--- TEXTO DE ESTUDIO ---
Pero supongamos, ad hominem, que el milagro se produjo al mirar Santa Clara a la pared de su celda que tenía enfrente: tampoco en este supuesto cabría confundir la visión a distancia de la santa con una visión televisiva. Y es aquí donde se hace preciso movilizar la distinción entre televisión formal y televisión material si se quiere delimitar las diferencias entre la supuesta visión de Santa Clara mirando a la pared de su celda y la visión que de Neil Armstrong, pisando la Luna, pudo tener un televidente el 20 de julio de 1969.
La visión de Santa Clara mirando al muro, aunque reprodujera las escenas del interior de la iglesia, no podría considerarse como televisión formal, en la medida en la cual no se reconociera la acción causal eficiente transitiva de los acontecimientos ocurridos en el interior de la iglesia en el muro de la celda. En lugar de esta acción, el milagro nos ofrece la supuesta eficacia de la acción inversa, a saber, la capacidad de proyectar imágenes reveladas por Jesucristo a Santa Clara desde el interior de su alma hacia la pared de la celda. Y esta «revelación proyectiva interior» (en la que se haría consistir la «clarividencia mágica», entendida como una potencia extraordinaria concedida por milagro a un ojo) tiene poco que ver con la clarividencia televisiva. Puesto que la clarividencia televisiva se produce no por un incremento del poder visivo del ojo, sino por un incremento refinado de la causalidad del objeto visto sobre su entorno, hasta llegar al ojo.

--- LÍNEAS EXTRAÍDAS ---
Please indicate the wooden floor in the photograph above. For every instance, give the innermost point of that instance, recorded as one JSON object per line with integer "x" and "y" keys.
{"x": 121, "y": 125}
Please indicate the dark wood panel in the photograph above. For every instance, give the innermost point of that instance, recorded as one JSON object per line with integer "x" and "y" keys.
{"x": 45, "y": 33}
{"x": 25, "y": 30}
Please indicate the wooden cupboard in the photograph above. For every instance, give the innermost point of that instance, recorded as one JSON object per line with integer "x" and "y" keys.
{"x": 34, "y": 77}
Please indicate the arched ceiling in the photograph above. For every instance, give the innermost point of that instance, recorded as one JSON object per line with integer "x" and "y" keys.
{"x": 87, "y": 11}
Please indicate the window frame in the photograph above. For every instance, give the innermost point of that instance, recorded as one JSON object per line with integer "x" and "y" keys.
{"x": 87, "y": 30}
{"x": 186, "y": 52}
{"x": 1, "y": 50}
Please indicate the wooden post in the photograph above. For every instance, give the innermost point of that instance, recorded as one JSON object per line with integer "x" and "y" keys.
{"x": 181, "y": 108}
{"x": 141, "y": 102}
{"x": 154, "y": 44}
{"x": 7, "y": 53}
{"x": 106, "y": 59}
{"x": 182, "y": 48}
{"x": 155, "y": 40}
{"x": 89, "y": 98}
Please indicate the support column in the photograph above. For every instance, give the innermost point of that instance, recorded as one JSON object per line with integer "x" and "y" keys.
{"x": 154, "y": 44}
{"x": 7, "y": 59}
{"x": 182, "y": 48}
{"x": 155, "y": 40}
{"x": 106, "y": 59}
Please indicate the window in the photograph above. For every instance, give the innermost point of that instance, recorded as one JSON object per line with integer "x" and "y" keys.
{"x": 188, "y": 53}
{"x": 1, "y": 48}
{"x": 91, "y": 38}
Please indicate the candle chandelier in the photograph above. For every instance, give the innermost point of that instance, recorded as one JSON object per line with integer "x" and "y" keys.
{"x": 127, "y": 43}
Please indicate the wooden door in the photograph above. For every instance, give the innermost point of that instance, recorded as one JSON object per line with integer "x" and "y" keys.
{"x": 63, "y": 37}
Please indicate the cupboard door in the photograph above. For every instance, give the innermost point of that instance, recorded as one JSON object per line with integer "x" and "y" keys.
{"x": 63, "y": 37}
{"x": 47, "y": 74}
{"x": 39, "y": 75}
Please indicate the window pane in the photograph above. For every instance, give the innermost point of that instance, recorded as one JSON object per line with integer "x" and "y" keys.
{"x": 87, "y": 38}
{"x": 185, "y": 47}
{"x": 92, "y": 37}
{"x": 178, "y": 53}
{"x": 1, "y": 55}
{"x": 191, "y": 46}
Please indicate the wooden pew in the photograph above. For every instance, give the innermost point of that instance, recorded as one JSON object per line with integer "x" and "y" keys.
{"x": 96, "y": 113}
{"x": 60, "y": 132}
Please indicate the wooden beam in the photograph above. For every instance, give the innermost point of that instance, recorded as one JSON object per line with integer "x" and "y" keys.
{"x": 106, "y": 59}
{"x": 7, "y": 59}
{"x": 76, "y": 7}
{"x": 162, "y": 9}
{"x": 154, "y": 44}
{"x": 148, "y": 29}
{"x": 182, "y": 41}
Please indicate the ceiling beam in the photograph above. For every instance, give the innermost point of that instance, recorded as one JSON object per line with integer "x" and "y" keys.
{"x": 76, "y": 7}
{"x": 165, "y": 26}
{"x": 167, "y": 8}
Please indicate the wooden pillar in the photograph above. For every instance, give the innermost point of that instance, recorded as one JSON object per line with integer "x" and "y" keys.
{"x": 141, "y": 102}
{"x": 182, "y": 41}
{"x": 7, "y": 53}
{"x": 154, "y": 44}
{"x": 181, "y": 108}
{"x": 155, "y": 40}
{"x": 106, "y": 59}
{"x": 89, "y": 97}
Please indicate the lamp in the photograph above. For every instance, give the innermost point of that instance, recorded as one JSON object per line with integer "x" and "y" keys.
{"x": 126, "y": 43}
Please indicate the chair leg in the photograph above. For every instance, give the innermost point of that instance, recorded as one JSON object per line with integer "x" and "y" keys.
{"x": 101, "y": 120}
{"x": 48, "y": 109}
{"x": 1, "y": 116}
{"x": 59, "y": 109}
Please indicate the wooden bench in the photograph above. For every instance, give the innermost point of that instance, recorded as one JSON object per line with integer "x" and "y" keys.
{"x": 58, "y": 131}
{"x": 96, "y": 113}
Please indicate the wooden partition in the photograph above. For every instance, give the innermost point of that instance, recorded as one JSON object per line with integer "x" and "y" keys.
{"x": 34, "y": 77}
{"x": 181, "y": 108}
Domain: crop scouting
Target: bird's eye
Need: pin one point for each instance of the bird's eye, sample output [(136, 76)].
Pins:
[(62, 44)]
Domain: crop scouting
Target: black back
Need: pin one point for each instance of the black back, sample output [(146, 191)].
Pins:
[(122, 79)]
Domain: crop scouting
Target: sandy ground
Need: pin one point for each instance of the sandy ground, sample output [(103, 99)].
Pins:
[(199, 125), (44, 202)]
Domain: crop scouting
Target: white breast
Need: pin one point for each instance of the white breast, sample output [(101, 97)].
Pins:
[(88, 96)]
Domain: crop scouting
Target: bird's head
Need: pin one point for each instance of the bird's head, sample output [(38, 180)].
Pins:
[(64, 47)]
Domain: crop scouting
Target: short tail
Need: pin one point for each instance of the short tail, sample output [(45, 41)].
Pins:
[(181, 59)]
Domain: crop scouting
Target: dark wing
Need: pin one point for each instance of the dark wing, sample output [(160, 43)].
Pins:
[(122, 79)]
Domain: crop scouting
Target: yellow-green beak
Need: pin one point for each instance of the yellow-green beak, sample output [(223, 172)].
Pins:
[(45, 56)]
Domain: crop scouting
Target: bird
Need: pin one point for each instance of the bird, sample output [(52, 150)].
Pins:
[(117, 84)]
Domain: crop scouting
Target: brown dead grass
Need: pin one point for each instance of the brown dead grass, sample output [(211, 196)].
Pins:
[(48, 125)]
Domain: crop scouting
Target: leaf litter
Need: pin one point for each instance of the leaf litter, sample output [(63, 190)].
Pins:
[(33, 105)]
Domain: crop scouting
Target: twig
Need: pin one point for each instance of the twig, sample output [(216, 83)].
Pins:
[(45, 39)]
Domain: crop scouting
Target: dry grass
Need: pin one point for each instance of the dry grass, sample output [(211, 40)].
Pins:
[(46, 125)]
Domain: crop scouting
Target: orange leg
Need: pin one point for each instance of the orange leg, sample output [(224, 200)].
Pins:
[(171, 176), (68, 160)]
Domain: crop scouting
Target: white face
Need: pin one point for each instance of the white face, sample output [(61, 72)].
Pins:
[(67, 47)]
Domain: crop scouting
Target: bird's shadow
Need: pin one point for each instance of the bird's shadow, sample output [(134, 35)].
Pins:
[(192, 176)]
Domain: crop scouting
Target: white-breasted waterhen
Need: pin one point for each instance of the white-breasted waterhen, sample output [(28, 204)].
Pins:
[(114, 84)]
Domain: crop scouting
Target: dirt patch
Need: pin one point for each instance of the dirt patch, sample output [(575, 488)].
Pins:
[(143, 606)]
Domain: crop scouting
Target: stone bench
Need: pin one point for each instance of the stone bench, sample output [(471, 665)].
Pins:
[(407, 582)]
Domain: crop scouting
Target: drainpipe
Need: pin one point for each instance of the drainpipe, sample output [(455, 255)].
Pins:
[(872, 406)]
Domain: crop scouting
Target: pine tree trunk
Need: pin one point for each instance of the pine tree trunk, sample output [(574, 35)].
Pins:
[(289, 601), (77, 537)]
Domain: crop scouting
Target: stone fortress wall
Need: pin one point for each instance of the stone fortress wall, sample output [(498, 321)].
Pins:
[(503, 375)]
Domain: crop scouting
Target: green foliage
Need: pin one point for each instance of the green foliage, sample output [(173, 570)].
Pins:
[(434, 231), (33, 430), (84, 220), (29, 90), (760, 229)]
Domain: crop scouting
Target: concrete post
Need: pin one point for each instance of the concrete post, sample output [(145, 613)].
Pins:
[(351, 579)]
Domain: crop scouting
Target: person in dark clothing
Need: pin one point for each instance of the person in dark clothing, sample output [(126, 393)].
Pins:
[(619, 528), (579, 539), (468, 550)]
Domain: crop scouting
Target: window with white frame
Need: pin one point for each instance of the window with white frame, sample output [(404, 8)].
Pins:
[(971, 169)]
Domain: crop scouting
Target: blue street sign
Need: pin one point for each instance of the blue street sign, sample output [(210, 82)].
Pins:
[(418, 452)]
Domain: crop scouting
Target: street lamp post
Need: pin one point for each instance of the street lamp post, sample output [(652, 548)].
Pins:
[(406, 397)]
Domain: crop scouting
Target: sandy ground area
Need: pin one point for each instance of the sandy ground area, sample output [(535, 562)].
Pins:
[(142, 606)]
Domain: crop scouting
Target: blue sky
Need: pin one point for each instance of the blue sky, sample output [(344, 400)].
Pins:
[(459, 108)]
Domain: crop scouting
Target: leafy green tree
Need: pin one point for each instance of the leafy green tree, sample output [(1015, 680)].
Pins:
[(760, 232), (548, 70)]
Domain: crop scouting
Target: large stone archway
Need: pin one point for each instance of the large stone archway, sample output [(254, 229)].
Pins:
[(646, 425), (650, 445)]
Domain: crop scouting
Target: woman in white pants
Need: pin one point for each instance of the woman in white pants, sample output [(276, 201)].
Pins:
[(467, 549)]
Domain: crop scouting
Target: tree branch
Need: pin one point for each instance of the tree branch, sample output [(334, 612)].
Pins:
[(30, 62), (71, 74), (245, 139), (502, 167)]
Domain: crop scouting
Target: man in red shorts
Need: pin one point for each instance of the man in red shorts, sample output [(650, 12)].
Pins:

--- ACCIONES A REALIZAR ---
1. Transcribe el fragmento del texto sobre Santa Clara y la televisión que va de «Pero supongamos, ad» a «julio de 1969.».
2. Responde estas preguntas sobre el texto sobre Santa Clara y la televisión:
(a) ¿En qué fecha pudo un televidente ver a Neil Armstrong pisando la Luna?
(b) ¿Quién le revela a Santa Clara las imágenes que ella proyecta hacia la pared de la celda?
(c) ¿Por qué incremento se produce la clarividencia televisiva?
3. Escribe lo que sigue al texto sobre Santa Clara y la televisión, a partir de su última frase.
Las líneas no desempeñan ningún papel en lo que aquí se pide.

--- RESULTADOS POR TAREA ---
1.
Pero supongamos, ad hominem, que el milagro se produjo al mirar Santa Clara a la pared de su celda que tenía enfrente: tampoco en este supuesto cabría confundir la visión a distancia de la santa con una visión televisiva. Y es aquí donde se hace preciso movilizar la distinción entre televisión formal y televisión material si se quiere delimitar las diferencias entre la supuesta visión de Santa Clara mirando a la pared de su celda y la visión que de Neil Armstrong, pisando la Luna, pudo tener un televidente el 20 de julio de 1969.

2.
(a) El 20 de julio de 1969.
(b) Jesucristo.
(c) Por un incremento refinado de la causalidad del objeto visto sobre su entorno, hasta llegar al ojo.

3.
En consecuencia, la interpretación del milagro por una revelación interior proyectada sobre el muro, no añade nada a la interpretación del milagro por revelación interior simple. Ambas interpretaciones se mantienen en el terreno de la televisión material, y aún esto en el supuesto de que las secuencias de imágenes milagrosas reveladas fuesen las mismas por su contenido, incluso en tiempo real, que la secuencia de los acontecimientos ocurridos en el interior del templo franciscano. Supongamos que, sin necesidad de milagro, una de las películas cinematográficas o de videos producidos antes del 11-S sobre un asunto similar, hubiera ofrecido secuencias enteramente paralelas (al menos parcialmente) a las que tuvieron lugar en Nueva York el día de la masacre. Supongamos también (supuesto que no tiene nada de milagroso, aunque fuera altamente improbable) que alguien vio esta película o video a través de un receptor de televisión, en el mismo momento en el que tenía lugar el ataque. No por ello podría concluirse que quien veía la película o el vídeo estaba viendo el choque de los aviones contra las Torres Gemelas, y su espectacular derrumbamiento.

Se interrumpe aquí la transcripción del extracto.